-- begin MATERIAL PROVIDED --
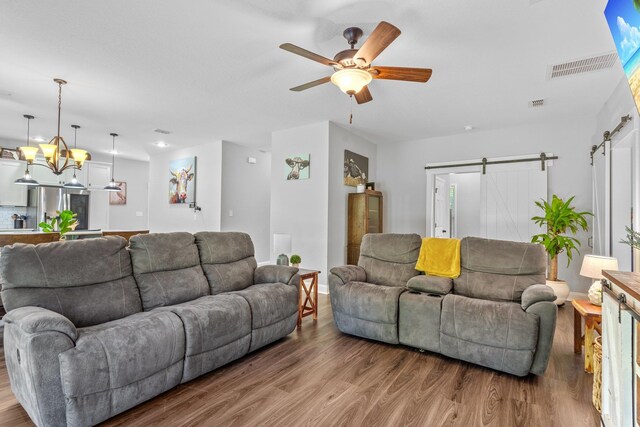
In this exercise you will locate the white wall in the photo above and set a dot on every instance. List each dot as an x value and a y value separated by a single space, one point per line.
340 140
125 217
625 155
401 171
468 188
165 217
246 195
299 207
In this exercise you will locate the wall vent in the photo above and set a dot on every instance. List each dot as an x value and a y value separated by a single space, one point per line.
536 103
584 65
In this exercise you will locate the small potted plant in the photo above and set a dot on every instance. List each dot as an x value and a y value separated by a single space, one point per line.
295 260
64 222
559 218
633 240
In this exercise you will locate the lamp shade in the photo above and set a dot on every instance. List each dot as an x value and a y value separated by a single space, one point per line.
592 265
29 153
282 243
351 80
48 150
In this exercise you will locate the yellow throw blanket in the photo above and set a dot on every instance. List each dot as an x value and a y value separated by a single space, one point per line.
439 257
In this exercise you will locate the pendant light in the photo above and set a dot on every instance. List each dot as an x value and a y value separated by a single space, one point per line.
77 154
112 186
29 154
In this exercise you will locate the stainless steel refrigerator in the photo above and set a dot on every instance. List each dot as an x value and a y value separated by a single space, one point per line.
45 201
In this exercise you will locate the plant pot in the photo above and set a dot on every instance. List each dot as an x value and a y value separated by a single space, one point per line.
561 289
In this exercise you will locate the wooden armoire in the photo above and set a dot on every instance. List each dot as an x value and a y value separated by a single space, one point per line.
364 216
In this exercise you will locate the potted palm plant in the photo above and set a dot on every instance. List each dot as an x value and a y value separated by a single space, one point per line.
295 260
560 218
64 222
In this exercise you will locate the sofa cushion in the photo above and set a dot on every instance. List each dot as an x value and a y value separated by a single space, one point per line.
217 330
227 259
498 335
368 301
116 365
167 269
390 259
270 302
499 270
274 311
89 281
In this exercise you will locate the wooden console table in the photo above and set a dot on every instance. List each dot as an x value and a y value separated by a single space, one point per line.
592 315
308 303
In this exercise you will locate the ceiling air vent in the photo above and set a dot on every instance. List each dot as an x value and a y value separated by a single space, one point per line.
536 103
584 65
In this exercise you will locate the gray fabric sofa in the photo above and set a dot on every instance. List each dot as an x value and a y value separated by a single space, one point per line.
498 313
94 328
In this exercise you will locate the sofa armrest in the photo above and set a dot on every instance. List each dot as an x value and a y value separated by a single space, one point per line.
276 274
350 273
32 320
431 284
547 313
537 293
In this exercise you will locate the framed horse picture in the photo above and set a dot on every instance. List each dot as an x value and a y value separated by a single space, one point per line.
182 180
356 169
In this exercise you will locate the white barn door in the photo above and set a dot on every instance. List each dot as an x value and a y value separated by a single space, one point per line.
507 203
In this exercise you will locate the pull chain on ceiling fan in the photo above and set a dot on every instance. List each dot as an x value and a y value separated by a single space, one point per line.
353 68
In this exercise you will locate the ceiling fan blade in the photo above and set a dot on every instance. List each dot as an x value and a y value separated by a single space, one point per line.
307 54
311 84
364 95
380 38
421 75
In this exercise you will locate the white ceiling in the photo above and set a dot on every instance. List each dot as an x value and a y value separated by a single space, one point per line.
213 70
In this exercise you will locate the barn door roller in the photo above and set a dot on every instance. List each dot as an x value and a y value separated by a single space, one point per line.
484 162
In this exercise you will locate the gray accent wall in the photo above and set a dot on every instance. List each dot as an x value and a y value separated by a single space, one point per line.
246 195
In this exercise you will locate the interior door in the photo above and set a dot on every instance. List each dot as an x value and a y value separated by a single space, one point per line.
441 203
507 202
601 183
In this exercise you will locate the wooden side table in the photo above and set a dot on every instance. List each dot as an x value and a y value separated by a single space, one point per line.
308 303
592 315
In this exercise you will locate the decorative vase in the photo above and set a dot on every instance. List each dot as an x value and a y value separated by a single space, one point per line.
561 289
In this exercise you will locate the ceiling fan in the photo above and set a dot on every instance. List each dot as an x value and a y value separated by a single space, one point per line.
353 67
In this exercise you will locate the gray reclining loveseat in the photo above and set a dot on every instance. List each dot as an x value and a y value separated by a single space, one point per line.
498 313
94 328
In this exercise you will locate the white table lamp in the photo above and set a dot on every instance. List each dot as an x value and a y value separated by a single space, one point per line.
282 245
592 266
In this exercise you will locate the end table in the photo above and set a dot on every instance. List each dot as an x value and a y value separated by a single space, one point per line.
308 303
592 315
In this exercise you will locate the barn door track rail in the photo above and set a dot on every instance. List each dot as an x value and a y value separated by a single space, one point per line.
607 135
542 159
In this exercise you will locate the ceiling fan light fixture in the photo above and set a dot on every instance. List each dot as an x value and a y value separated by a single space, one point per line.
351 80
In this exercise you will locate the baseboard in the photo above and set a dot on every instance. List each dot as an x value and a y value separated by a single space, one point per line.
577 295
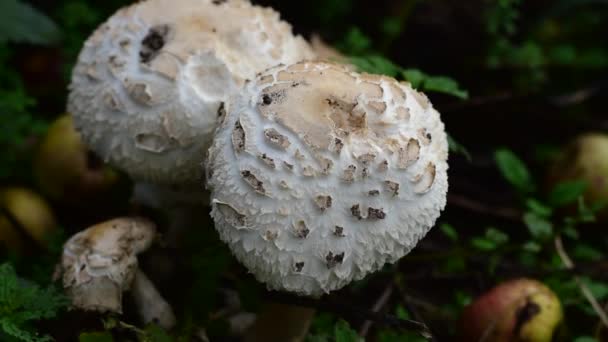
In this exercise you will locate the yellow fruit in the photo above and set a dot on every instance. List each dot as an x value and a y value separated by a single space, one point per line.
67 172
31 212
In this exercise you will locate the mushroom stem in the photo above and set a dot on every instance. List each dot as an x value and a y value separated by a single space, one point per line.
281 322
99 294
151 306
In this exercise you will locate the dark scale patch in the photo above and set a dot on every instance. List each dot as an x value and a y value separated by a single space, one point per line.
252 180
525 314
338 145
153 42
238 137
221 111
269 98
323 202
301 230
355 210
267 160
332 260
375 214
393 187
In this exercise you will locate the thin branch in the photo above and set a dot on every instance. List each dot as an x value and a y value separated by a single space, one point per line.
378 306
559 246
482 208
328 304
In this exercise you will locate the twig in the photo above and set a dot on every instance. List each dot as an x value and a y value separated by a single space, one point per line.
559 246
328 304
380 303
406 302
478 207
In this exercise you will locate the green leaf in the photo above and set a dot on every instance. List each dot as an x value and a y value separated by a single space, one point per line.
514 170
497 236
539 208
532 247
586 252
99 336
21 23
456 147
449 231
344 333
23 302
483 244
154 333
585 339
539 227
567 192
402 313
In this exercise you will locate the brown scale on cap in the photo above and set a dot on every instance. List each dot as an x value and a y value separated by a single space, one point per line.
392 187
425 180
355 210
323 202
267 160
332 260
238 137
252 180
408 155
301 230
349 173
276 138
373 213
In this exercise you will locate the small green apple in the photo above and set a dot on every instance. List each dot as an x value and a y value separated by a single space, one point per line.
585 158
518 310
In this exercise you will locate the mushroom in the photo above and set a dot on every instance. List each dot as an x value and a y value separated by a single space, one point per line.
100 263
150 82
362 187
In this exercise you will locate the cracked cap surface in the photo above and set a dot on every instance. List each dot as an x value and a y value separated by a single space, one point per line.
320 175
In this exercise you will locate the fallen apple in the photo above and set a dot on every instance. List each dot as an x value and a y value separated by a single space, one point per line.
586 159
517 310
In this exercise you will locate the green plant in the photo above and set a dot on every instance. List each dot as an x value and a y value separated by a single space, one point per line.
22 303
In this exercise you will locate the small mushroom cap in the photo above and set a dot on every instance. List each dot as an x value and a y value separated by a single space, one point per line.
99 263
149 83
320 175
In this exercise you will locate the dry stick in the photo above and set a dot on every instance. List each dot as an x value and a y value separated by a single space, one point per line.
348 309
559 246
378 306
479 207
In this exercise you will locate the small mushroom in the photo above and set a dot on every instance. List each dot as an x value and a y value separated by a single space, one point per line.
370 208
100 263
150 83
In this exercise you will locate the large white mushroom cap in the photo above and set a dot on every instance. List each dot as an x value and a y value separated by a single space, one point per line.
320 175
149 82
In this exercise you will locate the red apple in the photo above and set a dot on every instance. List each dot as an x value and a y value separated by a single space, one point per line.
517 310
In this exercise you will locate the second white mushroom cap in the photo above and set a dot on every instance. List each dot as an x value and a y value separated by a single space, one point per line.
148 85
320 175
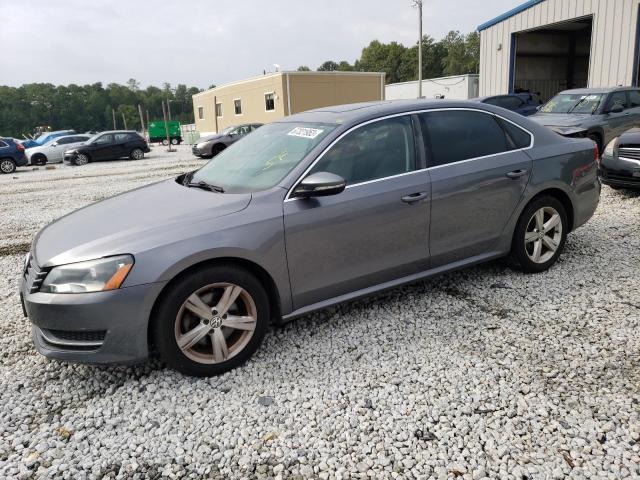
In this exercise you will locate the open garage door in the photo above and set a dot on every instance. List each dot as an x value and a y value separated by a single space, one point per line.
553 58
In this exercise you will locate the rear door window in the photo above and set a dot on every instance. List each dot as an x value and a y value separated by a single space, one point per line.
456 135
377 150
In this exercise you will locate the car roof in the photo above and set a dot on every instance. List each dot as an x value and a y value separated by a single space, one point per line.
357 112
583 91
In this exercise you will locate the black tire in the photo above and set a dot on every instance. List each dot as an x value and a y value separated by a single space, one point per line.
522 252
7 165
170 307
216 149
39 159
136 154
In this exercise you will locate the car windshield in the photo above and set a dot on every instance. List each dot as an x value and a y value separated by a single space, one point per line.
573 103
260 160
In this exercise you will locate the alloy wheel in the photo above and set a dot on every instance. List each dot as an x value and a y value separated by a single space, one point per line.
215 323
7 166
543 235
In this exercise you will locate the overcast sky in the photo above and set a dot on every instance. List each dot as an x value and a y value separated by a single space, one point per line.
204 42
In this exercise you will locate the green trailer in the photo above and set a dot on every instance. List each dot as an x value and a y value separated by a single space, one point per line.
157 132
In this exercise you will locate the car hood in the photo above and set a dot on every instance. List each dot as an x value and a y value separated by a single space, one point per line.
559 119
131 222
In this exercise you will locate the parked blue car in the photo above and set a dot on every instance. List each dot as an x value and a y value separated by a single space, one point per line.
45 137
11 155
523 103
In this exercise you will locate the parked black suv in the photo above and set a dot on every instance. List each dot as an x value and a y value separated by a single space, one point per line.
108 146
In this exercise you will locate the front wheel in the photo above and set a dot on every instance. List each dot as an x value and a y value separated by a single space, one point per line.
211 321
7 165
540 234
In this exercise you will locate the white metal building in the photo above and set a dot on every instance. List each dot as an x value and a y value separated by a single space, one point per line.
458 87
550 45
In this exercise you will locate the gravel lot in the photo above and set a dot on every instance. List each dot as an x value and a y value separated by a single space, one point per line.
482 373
-- end MATERIAL PROVIDED --
-- begin MATERIAL PROVIDED --
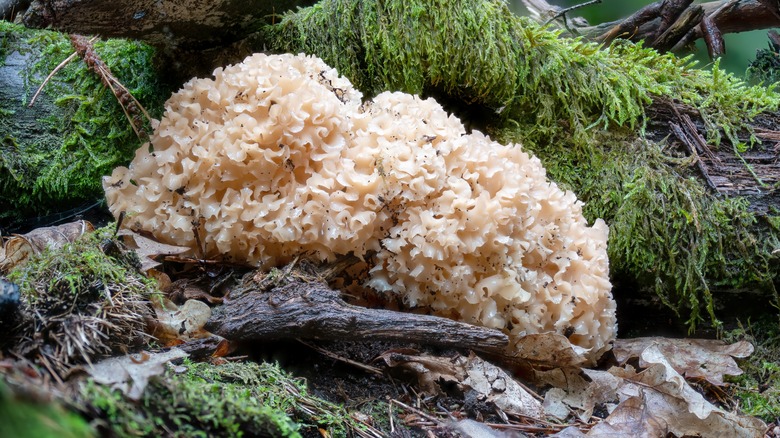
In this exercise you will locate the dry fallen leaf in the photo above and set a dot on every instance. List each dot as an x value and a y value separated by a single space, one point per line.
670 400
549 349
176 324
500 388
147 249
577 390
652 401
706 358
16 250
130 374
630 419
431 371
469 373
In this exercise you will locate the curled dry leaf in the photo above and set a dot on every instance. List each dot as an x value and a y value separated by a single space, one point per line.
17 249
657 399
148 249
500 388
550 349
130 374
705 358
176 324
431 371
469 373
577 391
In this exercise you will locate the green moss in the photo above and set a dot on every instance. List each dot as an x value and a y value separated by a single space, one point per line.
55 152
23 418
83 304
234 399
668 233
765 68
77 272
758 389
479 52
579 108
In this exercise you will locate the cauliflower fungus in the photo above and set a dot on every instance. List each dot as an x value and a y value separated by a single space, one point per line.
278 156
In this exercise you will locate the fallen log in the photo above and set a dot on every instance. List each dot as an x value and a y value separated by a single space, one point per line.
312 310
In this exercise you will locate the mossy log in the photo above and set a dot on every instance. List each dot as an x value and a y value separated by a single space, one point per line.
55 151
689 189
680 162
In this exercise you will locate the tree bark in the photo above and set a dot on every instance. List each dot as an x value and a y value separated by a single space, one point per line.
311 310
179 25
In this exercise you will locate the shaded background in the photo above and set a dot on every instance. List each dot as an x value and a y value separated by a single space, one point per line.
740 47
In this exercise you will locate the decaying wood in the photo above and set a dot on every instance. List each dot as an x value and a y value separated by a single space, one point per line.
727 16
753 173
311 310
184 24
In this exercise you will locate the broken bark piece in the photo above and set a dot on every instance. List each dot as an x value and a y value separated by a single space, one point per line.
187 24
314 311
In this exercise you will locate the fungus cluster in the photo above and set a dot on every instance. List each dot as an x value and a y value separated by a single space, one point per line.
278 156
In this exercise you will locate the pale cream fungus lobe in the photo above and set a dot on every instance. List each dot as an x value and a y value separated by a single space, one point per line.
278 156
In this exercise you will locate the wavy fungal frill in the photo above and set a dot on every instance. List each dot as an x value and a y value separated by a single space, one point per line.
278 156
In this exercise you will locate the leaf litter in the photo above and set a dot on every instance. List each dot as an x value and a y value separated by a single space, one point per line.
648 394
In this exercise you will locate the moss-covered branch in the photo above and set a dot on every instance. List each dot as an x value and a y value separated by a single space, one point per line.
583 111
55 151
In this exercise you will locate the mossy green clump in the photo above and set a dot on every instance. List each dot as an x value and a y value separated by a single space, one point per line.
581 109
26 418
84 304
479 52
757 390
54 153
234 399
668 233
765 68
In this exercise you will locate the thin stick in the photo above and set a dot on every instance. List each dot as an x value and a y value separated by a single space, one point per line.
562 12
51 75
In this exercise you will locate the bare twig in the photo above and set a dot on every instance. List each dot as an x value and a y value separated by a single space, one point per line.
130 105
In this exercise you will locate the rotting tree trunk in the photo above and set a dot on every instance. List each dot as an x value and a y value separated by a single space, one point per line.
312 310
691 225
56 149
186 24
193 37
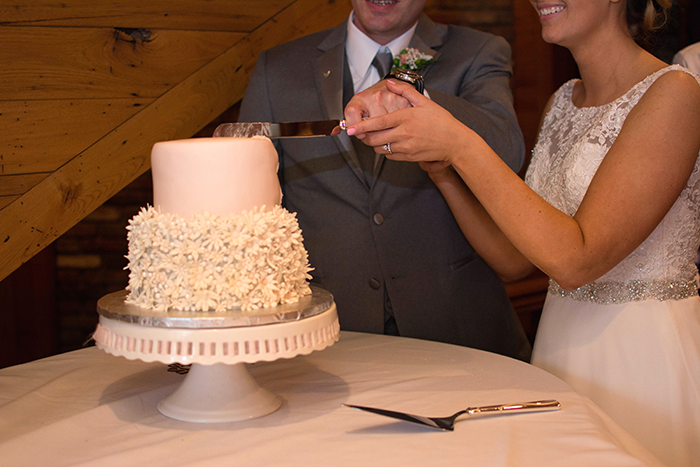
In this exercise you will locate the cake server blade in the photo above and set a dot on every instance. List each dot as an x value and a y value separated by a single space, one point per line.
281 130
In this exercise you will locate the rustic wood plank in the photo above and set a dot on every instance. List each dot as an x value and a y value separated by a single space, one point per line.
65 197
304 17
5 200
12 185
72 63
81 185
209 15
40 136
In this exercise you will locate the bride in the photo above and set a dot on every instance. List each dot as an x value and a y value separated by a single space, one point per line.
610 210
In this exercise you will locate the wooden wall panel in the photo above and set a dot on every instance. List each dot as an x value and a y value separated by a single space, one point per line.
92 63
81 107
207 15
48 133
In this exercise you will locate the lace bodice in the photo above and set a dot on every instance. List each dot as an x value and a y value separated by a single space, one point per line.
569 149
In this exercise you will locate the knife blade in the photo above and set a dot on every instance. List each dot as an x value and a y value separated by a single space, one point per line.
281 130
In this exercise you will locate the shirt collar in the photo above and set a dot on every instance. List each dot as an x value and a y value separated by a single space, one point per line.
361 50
-- end MATERIAL PROVIDED --
-- begin MATERIAL PROVIDED --
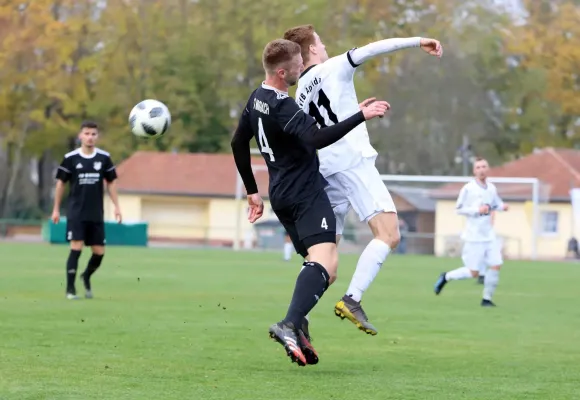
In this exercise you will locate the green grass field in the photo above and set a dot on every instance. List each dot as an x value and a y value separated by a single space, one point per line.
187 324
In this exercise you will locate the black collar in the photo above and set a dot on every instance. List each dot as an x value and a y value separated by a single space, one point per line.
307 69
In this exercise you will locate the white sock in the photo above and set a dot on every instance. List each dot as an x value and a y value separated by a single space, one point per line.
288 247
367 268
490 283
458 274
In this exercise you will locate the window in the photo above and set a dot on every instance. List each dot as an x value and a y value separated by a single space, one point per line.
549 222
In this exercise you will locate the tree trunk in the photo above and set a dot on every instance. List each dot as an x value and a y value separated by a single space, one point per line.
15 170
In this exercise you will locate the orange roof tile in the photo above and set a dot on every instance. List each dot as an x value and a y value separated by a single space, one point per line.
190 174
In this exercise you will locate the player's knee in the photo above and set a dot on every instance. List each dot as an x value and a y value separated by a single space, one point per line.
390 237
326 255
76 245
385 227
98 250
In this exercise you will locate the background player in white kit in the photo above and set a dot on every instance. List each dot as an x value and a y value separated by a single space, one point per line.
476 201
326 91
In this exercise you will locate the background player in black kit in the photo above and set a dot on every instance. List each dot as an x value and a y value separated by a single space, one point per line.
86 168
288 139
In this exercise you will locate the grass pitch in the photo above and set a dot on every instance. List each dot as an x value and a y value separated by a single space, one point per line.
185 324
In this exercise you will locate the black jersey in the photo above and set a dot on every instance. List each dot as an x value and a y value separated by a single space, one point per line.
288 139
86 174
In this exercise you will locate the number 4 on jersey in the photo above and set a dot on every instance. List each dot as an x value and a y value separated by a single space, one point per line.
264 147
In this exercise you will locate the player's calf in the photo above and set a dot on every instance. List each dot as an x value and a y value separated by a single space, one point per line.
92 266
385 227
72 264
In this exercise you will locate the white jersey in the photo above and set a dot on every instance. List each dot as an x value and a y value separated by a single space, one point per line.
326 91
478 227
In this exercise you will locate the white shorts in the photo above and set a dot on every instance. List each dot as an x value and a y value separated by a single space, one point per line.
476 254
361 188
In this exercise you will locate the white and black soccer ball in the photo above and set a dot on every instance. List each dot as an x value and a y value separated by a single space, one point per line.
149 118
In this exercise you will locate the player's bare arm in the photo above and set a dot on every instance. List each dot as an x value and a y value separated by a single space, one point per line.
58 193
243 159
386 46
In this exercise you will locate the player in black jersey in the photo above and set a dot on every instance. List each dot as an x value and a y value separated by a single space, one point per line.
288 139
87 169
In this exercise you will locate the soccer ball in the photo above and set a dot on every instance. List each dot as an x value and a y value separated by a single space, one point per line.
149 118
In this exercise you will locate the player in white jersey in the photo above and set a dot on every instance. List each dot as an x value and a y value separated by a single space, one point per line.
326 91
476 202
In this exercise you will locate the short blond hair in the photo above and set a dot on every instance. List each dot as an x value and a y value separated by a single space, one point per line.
-- end MATERIAL PROVIDED --
WHAT YOU WILL DO:
Identify every line in the entries above that contains the word "covered" and copy each one in full, please. Case counts.

TASK SOLUTION:
In this exercise you will locate the moss-covered branch in the photo above and set a dot on every instance. List each dot as an x value and a y value separated by a single space, one point per line.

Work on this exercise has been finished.